### The request
Please copy out every line of the listing below, text lines included, multiplying each bounding-box coordinate by 2.55. Round the results to whole numbers, with halves rounded up.
------
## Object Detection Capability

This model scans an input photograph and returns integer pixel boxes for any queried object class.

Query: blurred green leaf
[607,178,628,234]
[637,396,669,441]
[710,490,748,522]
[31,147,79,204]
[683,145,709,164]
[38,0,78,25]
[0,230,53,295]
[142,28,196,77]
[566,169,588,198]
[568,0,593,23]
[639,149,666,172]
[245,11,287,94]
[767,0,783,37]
------
### Final result
## Object Detection Capability

This model scans an input photograph and returns integer pixel boxes for any queried object class.

Query: blurred green leaf
[1548,454,1601,597]
[1624,1010,1706,1125]
[1811,1250,1907,1331]
[79,375,201,520]
[1742,370,1808,418]
[97,0,199,64]
[0,587,135,752]
[362,71,500,196]
[1443,431,1499,505]
[1448,0,1512,59]
[1629,380,1698,439]
[625,28,732,240]
[1956,0,1997,94]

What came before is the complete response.